Written exercise. Copy out every one of the following rows word for word, leaving nothing out and changing nothing.
::::
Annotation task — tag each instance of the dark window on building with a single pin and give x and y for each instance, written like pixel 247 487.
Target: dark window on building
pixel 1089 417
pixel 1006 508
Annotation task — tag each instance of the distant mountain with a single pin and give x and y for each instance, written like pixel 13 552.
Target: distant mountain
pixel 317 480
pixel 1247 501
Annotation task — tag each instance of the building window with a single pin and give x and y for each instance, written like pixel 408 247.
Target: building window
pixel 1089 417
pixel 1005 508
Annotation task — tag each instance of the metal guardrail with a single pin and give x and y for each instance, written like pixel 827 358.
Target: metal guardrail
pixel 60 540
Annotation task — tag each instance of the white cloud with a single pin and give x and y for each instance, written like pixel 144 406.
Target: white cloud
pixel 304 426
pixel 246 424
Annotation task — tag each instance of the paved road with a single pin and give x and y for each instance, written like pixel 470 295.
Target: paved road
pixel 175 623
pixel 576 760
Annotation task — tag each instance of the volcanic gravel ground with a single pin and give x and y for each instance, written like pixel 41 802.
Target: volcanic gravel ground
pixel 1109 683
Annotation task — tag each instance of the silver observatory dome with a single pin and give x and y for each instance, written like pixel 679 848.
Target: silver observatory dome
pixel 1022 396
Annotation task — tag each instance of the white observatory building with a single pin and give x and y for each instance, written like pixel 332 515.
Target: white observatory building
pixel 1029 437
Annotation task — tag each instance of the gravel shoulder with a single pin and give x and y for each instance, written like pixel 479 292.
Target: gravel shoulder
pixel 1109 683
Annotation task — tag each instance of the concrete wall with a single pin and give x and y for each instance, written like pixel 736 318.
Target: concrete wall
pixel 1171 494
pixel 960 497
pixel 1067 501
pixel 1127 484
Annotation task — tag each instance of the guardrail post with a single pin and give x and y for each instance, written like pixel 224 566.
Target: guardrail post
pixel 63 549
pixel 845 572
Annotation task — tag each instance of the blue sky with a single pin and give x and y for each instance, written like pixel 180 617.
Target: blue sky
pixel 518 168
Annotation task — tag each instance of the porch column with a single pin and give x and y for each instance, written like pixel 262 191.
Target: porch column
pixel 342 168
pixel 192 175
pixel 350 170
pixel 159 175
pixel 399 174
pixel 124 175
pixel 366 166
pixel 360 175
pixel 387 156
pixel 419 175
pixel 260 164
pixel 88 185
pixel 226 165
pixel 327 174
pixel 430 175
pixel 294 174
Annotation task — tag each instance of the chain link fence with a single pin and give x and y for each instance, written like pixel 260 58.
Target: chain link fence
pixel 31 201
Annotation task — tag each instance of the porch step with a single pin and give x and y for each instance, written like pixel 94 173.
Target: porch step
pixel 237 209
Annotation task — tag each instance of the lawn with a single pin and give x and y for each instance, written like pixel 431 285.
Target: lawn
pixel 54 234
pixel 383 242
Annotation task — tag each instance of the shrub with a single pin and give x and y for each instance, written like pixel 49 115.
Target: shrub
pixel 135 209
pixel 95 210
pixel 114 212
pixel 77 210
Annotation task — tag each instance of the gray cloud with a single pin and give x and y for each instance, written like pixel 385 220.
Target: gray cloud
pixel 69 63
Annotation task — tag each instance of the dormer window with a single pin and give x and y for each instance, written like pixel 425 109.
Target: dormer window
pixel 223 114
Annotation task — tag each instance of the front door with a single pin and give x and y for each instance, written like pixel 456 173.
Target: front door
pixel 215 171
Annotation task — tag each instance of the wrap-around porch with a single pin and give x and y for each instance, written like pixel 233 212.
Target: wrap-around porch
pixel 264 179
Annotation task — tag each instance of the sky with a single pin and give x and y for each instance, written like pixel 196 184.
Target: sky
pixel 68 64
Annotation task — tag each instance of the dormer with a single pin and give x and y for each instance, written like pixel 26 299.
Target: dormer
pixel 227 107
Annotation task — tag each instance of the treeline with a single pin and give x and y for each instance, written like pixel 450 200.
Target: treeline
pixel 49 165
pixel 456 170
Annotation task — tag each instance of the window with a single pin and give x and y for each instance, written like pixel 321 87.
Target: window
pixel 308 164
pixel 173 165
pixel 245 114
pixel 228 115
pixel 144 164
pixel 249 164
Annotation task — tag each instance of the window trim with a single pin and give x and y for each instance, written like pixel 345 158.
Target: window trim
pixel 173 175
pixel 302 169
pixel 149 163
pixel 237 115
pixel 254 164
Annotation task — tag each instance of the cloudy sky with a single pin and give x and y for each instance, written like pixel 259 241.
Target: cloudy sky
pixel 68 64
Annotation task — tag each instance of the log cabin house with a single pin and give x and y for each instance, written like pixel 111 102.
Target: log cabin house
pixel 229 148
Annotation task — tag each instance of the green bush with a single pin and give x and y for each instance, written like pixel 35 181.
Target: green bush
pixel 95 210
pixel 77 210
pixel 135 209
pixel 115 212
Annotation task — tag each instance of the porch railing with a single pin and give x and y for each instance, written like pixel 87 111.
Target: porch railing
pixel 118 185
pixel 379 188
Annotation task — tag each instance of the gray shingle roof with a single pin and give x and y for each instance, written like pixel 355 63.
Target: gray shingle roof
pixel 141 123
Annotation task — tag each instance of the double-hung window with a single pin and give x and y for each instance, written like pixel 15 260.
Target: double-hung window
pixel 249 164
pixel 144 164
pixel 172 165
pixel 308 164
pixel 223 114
::::
Response.
Annotation task — tag each instance of the dark window on building with a single pin and give x and y for each instance, written like pixel 247 487.
Target: dark window on building
pixel 1089 417
pixel 1006 508
Annotation task — tag each instance of the distant mountain with a single pin and give x and y for each instance, written like pixel 13 552.
Target: distant mountain
pixel 317 480
pixel 1247 501
Annotation task — tag each instance of the building window with a single pin and give x and y for each instance, written like pixel 408 247.
Target: building window
pixel 1089 417
pixel 1005 508
Annotation task — tag each instance of the metal guardrail with a single pin and give x and y for each instance, written like pixel 827 358.
Target: metal guardrail
pixel 60 540
Annotation task — tag each instance of the white cloud with a single pin and give x and y for each instance, written like pixel 144 406.
Target: white cloud
pixel 304 426
pixel 246 424
Annotation task — tag each instance of the paved road with a single pin and give x and y for each instance, written like pixel 470 295.
Target: paved road
pixel 175 623
pixel 576 760
Annotation task — tag each instance of the volcanic gravel ground with a single pin and give x and y for each instance, written like pixel 41 802.
Target: volcanic gravel ground
pixel 1109 683
Annotation task — tag each instance of the silver observatory dome with a single pin and give x and y for each instance, written like pixel 679 848.
Target: silver observatory dome
pixel 1022 396
Annotation task — tag each instance of the white observatory building with a single pin and give x and y for each instance, written like pixel 332 515.
Target: white observatory building
pixel 1029 437
Annotation task — tag each instance of the gravel shoulder with a single pin and give x and y for each instance, written like pixel 479 292.
Target: gravel shoulder
pixel 1109 683
Annotation task — tag each instance of the concrete wall with a single pin and give x and y for each instance, written like pixel 736 318.
Target: concrete wall
pixel 1171 494
pixel 960 497
pixel 1067 501
pixel 1127 484
Annotation task — tag each instance of the guardrail post with a single pin and give x and y for each instance, written like pixel 224 566.
Target: guardrail post
pixel 63 549
pixel 845 572
Annotation task — tag each instance of the blue sky with a single pin and give x and y for each instance, written like pixel 180 617.
Target: blue sky
pixel 518 168
Annotation task — tag each instance of the porch column with a single pin and give x and y for each instance, written like pixel 262 191.
Target: porch column
pixel 342 168
pixel 192 175
pixel 350 170
pixel 159 175
pixel 399 174
pixel 124 175
pixel 366 166
pixel 360 175
pixel 387 156
pixel 419 175
pixel 260 164
pixel 88 185
pixel 226 165
pixel 327 174
pixel 430 175
pixel 294 174
Annotation task — tag each instance of the chain link fence with a single pin and give x and y for each instance, written like pixel 260 58.
Target: chain link fence
pixel 31 201
Annotation task — tag each instance of the porch step with a single pin and give x and y for each instance, written like pixel 94 173.
Target: porch step
pixel 237 209
Annotation task — tag each instance of the lawn with a single pin and give x and y for each instance, written like pixel 431 285.
Target: lawn
pixel 54 234
pixel 383 242
Annotation task — tag each instance of the shrub with a single pin and give x and y for each instance, written like pixel 49 115.
Target: shrub
pixel 135 209
pixel 95 210
pixel 114 212
pixel 77 210
Annotation task — tag each instance of the gray cloud with a single pin and give x and y for each instance, written like pixel 385 220.
Target: gray cloud
pixel 69 63
Annotation task — tag each instance of the dormer window with a single pin and give x and y for each instance, written like pixel 425 109.
Target: dormer window
pixel 223 114
Annotation task — tag each instance of the front door with a single pin and give x and y for each instance, written like pixel 456 173.
Target: front door
pixel 215 171
Annotation task — tag each instance of the wrap-around porch with a single pin and give x and y for each instance, written like pixel 233 212.
Target: wrap-around porch
pixel 264 179
Annotation task — tag each instance of the sky with a single pin and give x and y for each instance, written like pixel 196 184.
Target: sky
pixel 68 64
Annotation task — tag each instance of the dormer with a single pin and give x and y for each instance, written like pixel 26 299.
Target: dormer
pixel 227 107
Annotation task — tag each instance of the treeline with a single pin and give x and y for each instance, written like pixel 450 200.
Target: treeline
pixel 49 165
pixel 456 170
Annotation task — tag each instance of the window with a single pin and give x and y for each instance, written like pixel 321 87.
Target: window
pixel 308 164
pixel 173 165
pixel 245 114
pixel 228 115
pixel 144 164
pixel 249 164
Annotation task — tag each instance of the window trim with a single pin and give x and y for each instance, written like pixel 345 158.
Target: window trim
pixel 173 175
pixel 302 169
pixel 149 163
pixel 237 115
pixel 254 164
Annotation task — tag each instance of the cloudy sky with a single pin and give x and y for each instance, written like pixel 259 241.
Target: cloudy sky
pixel 68 64
Annotation task — tag each instance of the log cabin house with a single pin and give x and y for each instance, written like pixel 111 102.
Target: log cabin house
pixel 229 148
Annotation task — tag each instance of the green bush with a single pin and give x and y for each instance, written like pixel 35 181.
Target: green bush
pixel 95 210
pixel 77 210
pixel 135 209
pixel 115 212
Annotation task — tag each instance of the porch railing with a single pin and give x and y for each instance, written like pixel 87 111.
Target: porch railing
pixel 118 185
pixel 379 188
Annotation task — tag each instance of the gray shingle roof with a single pin and give x and y for each instance, written like pixel 355 63.
Target: gray shingle roof
pixel 141 123
Annotation task — tag each instance of the double-hung window with a single pin and give x and y for each instance, written like pixel 15 260.
Target: double-hung window
pixel 249 164
pixel 144 164
pixel 172 165
pixel 308 164
pixel 223 114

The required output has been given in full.